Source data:
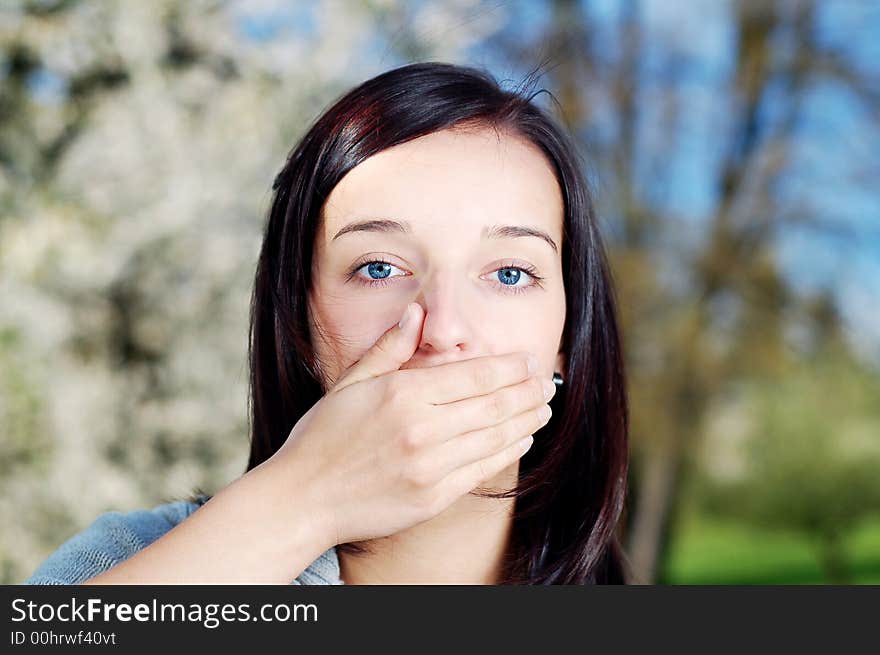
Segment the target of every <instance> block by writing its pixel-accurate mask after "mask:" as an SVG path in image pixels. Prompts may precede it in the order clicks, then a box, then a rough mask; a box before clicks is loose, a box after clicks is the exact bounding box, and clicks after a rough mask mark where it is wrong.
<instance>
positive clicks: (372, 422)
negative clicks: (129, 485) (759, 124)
mask: <svg viewBox="0 0 880 655" xmlns="http://www.w3.org/2000/svg"><path fill="white" fill-rule="evenodd" d="M533 97H534V94H533V95H532V96H528V97H527V96H526V95H525V94H524V92H523V91H508V90H504V89H502V88H500V87H499V85H498V84H497V83H496V82H495V81H494V80H493V79H492V78H491V77H490V76H489V75H487V74H486V73H484V72H482V71H479V70H475V69H472V68H467V67H461V66H454V65H450V64H443V63H418V64H411V65H407V66H403V67H401V68H397V69H395V70H391V71H388V72H386V73H383V74H381V75H379V76H377V77H375V78H373V79H371V80H368V81H367V82H364V83H363V84H361V85H360V86H358V87H357V88H355V89H353V90H352V91H350V92H349V93H348V94H346V95H345V96H344V97H342V98H341V99H340V100H338V101H337V102H336V103H335V104H334V105H333V106H332V107H330V109H329V110H327V111H326V112H325V113H324V114H323V115H322V116H321V117H320V118H319V119H318V120H317V121H316V122H315V124H314V125H313V126H312V127H311V129H309V130H308V132H307V133H306V134H305V136H304V137H303V138H302V139H301V141H300V143H299V144H298V145H297V146H296V147H295V148H294V150H293V151H292V153H291V154H290V156H289V158H288V160H287V162H286V164H285V166H284V168H283V169H282V170H281V171H280V173H279V174H278V176H277V178H276V179H275V184H274V187H273V188H274V190H275V196H274V200H273V202H272V206H271V210H270V213H269V217H268V223H267V226H266V230H265V237H264V240H263V246H262V251H261V253H260V257H259V262H258V265H257V272H256V280H255V285H254V293H253V299H252V306H251V332H250V364H251V378H250V382H251V385H250V386H251V397H250V401H251V403H250V411H251V430H252V433H251V452H250V458H249V462H248V466H247V471H246V473H245V474H244V475H243V476H242V477H241V478H239V479H237V480H235V481H233V482H232V483H231V484H229V485H228V486H226V487H224V488H223V489H222V490H220V491H219V492H218V493H217V494H215V495H214V496H213V497H211V498H208V497H206V496H204V495H199V496H197V497H195V498H193V499H192V500H187V501H176V502H174V503H167V504H164V505H160V506H158V507H155V508H153V509H152V510H138V511H135V512H128V513H120V512H109V513H107V514H104V515H102V516H101V517H99V518H98V519H97V520H96V521H95V522H94V523H93V524H92V525H91V526H89V527H88V528H87V529H86V530H84V531H83V532H81V533H79V534H78V535H75V536H74V537H72V538H71V539H70V540H68V541H67V542H65V544H63V545H62V546H61V547H60V548H59V549H58V550H57V551H56V552H55V553H53V554H52V555H51V556H50V557H49V559H48V560H46V562H44V563H43V564H42V565H41V566H40V568H39V569H38V570H37V571H36V572H35V573H34V575H33V576H32V577H31V578H30V579H29V580H28V582H29V583H33V584H53V583H54V584H74V583H81V582H86V583H94V584H113V583H127V584H139V583H221V582H222V583H230V582H231V583H235V582H250V583H266V582H269V583H289V582H293V583H299V584H406V583H415V584H424V583H450V584H595V583H623V582H625V578H626V575H627V574H626V572H625V565H624V559H623V555H622V553H621V551H620V548H619V545H618V542H617V540H616V538H615V532H614V530H615V525H616V523H617V520H618V517H619V515H620V513H621V510H622V506H623V500H624V495H625V489H626V475H627V458H628V453H627V400H626V391H625V380H624V370H623V363H622V353H621V339H620V335H619V331H618V325H617V318H616V310H615V303H614V294H613V289H612V282H611V277H610V273H609V270H608V265H607V263H606V258H605V254H604V247H603V244H602V240H601V238H600V235H599V232H598V230H597V226H596V221H595V217H594V210H593V205H592V202H591V198H590V194H589V192H588V188H587V185H586V182H585V179H584V176H583V172H582V169H581V166H580V163H579V160H578V157H577V154H576V150H575V148H574V146H573V144H572V142H571V140H570V138H569V137H568V136H567V135H566V134H565V133H564V132H563V131H562V130H561V129H560V128H559V127H558V126H557V125H556V124H555V123H554V121H553V120H552V119H551V118H550V117H549V116H548V115H547V114H546V113H545V112H544V111H542V110H541V109H540V108H538V107H537V106H535V105H534V104H533V103H532V98H533ZM529 353H531V354H532V356H531V357H528V356H527V355H528V354H529ZM551 380H552V381H553V382H551ZM554 383H555V384H554ZM548 388H549V389H548ZM554 394H555V395H554ZM551 407H552V415H551V412H548V411H546V410H547V409H549V408H551ZM542 410H544V411H543V412H542ZM531 437H533V443H532V442H531ZM524 438H525V439H524ZM529 444H531V445H529Z"/></svg>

* [Job item] From the start of the source data up to and including the line with "negative clicks: (129, 485) (759, 124)", write the lines again with "clicks" replaced by "points" everywhere and nothing else changed. Leave the picture out.

* [Response box]
Segment the target of every <instance> block by writing its pixel-accurate mask after "mask:" as an SVG path in image pixels. Prompts may precede it in the order points, then a box, then a rough mask; a box before points is loose, a box after points is the exact bounding box, and points after a rough mask mark where it is wrong.
<instance>
positive points: (372, 422)
negative points: (129, 485) (759, 124)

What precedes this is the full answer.